OBJECTIF 1 - Recopiez à l'identique les lignes des entrées, depuis la toute première jusqu'à la ligne contenant « [(443, 332), (440, 275)] », celle-ci comprise.

Emmanuel Todd : "Dans un grand nombre de domaines, les femmes sont déjà au pouvoir"
L'anthropologue publie un essai passionnant et polémique sur la révolution féminine qui a transformé les sociétés occidentales ces dernières années. Rencontre.
L'ouvrage est arrivé au courrier, avec cette dédicace : "En espérant que ce nouveau livre ne signe pas la fin de ma vie sociale." Du pur Emmanuel Todd, expert en ironie prophylactique. La phrase est bien choisie, car inutile d'être la Pythie de Delphes pour prévoir que cet opus gaillardement intitulé Où en sont-elles ? Une esquisse de l'histoire des femmes, à paraître au Seuil le 21 janvier, lui vaudra d'être criblé de flèches par certaines lectrices ulcérées. Si chaque ouvrage de l'anthropologue, historien, démographe et sociologue français est un événement, celui-ci fera d'autant plus son effet qu'il bat en brèche l'article de foi de la doctrine féministe : l'oppression patriarcale. D'après l'auteur, la formidable émancipation des femmes au cours des 70 dernières années aurait même provoqué la montée en puissance d'une "matridominance idéologique" dont le récent concept de genre serait le redoutable rejeton. Bref, une partie de ces dames auraient mis la main sur le combat "gramscien" des idées. Passer en 400 pages du postulat de la domination masculine à celui de la domination féminine dans le domaine du changement culturel est une audace que seul un intellectuel tête brûlée comme Todd pouvait s'autoriser.

[Entrées enregistrées]
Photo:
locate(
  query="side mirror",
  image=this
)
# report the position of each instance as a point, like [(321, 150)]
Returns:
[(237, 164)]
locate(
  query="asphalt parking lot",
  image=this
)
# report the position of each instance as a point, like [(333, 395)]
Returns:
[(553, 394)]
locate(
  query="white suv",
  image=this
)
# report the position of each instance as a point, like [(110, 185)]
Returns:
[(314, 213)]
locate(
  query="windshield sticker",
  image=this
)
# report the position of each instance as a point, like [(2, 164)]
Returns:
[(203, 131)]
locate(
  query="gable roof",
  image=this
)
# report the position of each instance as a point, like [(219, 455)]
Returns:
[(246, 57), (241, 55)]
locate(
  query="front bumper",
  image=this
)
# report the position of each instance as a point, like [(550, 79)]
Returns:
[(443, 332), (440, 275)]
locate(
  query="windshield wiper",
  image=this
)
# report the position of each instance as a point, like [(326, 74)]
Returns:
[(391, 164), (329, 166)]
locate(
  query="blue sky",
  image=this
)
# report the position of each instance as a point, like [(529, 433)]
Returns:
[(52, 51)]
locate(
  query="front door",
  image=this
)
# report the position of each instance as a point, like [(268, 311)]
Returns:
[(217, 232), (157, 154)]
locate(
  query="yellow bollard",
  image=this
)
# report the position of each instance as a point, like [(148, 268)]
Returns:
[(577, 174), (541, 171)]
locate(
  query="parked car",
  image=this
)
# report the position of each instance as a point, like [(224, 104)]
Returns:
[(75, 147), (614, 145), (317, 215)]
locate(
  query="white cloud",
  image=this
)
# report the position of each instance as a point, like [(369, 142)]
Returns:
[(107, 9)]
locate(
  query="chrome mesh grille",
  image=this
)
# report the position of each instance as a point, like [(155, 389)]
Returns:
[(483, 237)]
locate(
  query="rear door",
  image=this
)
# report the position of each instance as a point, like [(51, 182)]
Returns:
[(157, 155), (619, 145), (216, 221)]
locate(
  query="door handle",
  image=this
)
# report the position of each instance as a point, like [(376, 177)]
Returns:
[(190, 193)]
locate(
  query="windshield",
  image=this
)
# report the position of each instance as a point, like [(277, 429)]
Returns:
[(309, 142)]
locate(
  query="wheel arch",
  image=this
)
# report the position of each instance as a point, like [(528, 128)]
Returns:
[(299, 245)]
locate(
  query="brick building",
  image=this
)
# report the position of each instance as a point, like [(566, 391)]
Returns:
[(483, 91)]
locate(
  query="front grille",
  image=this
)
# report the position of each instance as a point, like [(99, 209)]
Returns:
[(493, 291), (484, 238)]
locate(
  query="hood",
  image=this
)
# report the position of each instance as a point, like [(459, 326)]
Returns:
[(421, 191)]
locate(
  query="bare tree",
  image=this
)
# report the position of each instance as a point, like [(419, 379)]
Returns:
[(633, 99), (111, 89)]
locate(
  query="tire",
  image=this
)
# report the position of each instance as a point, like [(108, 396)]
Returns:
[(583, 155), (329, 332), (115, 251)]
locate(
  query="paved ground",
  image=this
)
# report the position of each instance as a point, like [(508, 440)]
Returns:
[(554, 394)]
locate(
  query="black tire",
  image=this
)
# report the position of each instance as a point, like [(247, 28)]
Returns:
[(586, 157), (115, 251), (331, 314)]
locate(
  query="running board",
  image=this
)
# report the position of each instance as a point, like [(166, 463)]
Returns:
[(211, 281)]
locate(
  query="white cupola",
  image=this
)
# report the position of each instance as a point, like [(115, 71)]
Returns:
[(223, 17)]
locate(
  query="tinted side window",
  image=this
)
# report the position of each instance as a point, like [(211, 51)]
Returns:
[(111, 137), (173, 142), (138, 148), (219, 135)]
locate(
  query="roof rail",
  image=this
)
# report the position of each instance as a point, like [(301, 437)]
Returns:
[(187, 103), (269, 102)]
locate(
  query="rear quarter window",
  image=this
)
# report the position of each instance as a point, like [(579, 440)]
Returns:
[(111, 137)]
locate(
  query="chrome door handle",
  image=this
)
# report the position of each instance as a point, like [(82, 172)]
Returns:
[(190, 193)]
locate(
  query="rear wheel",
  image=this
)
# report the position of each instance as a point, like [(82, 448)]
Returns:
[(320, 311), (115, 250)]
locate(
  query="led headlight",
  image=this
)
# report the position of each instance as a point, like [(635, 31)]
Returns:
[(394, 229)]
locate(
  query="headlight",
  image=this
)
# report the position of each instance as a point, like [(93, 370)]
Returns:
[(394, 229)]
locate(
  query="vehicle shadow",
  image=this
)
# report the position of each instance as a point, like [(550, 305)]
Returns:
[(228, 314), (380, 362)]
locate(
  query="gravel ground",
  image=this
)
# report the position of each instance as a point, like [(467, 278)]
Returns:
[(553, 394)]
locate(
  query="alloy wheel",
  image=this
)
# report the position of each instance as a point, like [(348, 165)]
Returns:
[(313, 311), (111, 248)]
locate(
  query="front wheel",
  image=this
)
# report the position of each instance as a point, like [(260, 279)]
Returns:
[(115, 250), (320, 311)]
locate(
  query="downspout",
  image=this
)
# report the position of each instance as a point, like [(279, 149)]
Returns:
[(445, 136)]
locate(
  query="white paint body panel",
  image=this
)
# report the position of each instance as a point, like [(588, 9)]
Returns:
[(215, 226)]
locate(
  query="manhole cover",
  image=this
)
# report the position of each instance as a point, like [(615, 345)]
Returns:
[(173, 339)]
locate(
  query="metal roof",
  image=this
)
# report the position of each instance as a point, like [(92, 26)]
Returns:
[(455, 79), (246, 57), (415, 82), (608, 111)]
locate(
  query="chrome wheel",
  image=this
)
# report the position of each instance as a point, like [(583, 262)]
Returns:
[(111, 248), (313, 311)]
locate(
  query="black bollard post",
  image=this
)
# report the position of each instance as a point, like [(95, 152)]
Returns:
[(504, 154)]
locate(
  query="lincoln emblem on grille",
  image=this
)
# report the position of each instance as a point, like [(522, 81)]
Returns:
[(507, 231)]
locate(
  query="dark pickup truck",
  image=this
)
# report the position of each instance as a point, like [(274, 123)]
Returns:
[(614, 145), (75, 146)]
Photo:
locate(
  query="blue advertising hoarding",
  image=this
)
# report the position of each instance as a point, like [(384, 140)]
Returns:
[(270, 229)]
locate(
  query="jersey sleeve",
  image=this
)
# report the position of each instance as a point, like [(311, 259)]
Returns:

OBJECTIF 2 - Traduisez en anglais cette phrase de l'article sur Emmanuel Todd : « Passer en 400 pages du postulat de la domination masculine à celui de la domination féminine dans le domaine du changement culturel est une audace que seul un intellectuel tête brûlée comme Todd pouvait s'autoriser. »

RÉPONSE RÉDIGÉE 1 -
Photo:
locate(
  query="side mirror",
  image=this
)
# report the position of each instance as a point, like [(321, 150)]
Returns:
[(237, 164)]
locate(
  query="asphalt parking lot",
  image=this
)
# report the position of each instance as a point, like [(333, 395)]
Returns:
[(553, 394)]
locate(
  query="white suv",
  image=this
)
# report the position of each instance as a point, like [(110, 185)]
Returns:
[(314, 213)]
locate(
  query="windshield sticker",
  image=this
)
# report the position of each instance as a point, like [(2, 164)]
Returns:
[(203, 131)]
locate(
  query="gable roof",
  image=this
)
# report the position of each instance as a point, like [(219, 455)]
Returns:
[(246, 57), (241, 55)]
locate(
  query="front bumper",
  image=this
)
# report the position of each instance as a point, like [(550, 79)]
Returns:
[(443, 332), (440, 275)]

RÉPONSE RÉDIGÉE 2 - Moving, over 400 pages, from the premise of male domination to that of female domination in the realm of cultural change is a daring leap that only a hotheaded intellectual like Todd could allow himself.